> Instructions for the task
Without the pictures, reproduce the entries below exactly.

> Records shown

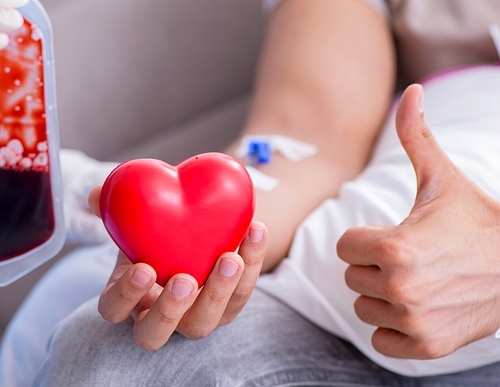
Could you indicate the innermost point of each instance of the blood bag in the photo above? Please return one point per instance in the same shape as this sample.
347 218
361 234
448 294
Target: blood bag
31 220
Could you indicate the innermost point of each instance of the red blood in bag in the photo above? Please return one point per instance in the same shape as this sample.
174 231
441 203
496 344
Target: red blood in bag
26 211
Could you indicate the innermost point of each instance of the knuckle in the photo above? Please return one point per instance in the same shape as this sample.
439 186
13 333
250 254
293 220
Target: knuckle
215 296
106 314
145 344
166 317
124 295
430 349
196 331
397 290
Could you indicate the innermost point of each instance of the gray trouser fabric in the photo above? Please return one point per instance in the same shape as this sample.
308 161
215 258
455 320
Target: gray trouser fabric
267 345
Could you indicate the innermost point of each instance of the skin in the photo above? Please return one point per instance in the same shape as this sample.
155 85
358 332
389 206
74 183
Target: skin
325 77
181 306
308 77
431 284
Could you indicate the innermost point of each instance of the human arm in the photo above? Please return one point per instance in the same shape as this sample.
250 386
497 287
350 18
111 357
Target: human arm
431 284
325 77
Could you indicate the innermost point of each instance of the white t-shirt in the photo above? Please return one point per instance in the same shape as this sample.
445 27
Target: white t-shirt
461 108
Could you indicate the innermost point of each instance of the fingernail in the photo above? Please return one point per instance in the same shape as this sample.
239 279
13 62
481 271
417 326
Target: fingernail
141 277
256 234
181 288
227 267
421 99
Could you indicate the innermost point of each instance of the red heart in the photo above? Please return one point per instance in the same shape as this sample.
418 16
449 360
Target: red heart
178 219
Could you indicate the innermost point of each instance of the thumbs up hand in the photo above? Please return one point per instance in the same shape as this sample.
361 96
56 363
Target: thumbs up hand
431 284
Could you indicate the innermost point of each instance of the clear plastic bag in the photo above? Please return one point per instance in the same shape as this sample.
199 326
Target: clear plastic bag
31 220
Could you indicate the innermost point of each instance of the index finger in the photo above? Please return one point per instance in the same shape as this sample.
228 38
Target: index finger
361 246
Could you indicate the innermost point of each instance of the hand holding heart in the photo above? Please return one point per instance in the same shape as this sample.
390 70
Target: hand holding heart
180 305
431 284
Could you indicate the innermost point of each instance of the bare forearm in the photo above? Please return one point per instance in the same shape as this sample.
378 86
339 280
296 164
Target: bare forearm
325 77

> Answer space
Could you indicate the innermost point of each instance of the blood bag in the photo above? Please return one point per instance in the same shape as this sample.
347 218
361 234
448 294
Target: blood bag
31 220
Could you indicate the innermost point of each instance of the red blood in bag in the photo above? Please return one point per instance in the same shape as this sample.
174 231
441 203
496 344
Target: red blood in bag
26 211
Could you indicate the innermost point of each instance of the knuckle in the photo above? Please return one point per instance in the same shape as this sample.
439 186
13 333
250 254
293 220
Target: knuckle
215 296
106 314
145 344
166 317
124 295
430 349
196 331
397 290
Could you indicate the innermost point of each instance of the gray trouser fabric in the photo above? Please return one point per instance in the same shape as this sample.
308 161
215 258
455 320
Target: gray trouser fabric
267 345
Could you indicate the innermost point of each instance of the skin in the photo above? Please return one point per instance in the same shape as this sample.
155 85
358 332
389 206
74 183
Target: skin
325 77
181 306
308 77
431 284
Could you indicate the innermost point of each instance of the human arm in the photo above? Please return one point per instance in the same shape as this sample.
250 386
497 287
350 18
111 357
Target: human arm
431 284
325 77
Could you indicate the innermost point of each instance of the white t-shirt in the photo above? Please return one point per instance in the same shape as this sample.
445 27
Target: white t-shirt
461 108
Could you indicate the innermost point of each instance of the fingernail in the photo above? Please return one point per instance in the same shape as this sample.
239 279
13 62
481 271
417 326
Target: fingernail
141 277
256 234
181 288
227 267
421 99
Could you indicate the innermost point of each instance of the red heart in the photo above? Please return one point per instance in the same shape as this sample.
418 16
449 360
Target: red heart
178 219
Could you indicate the innermost point of each instance of the thumbs up hand in the photo above? Please return one point per instance in the same shape as this sample.
361 96
56 363
Target: thumbs up hand
431 284
Could you indicate the innermost point of each instance of the clear plastic bag in the photo above? Please return one point per instance in the same shape as this sample.
199 326
Target: clear plastic bag
31 220
Could you indicate the innermost point of each instance of the index finger in the photo above? Please return one point per instance in the same shape as this sample.
228 38
Target: index finger
361 246
Could you indicate the innermost point of each instance of the hand holding heart in the photo above? Please return one point per instance in the same shape as this sample.
390 70
Target: hand holding heart
180 305
431 284
Could you indicate the innermost point of each instance of the bare forearm in the photo above? Please return one point per instance in the same shape as this sample.
378 86
339 280
296 164
Target: bare forearm
325 77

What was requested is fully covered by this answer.